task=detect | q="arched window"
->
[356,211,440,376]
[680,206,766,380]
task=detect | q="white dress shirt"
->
════════════════════
Copy the entire listing above line for line, changing nothing.

task=detect | q="arched window"
->
[356,211,440,376]
[680,206,766,380]
task=detect | q="white dress shirt"
->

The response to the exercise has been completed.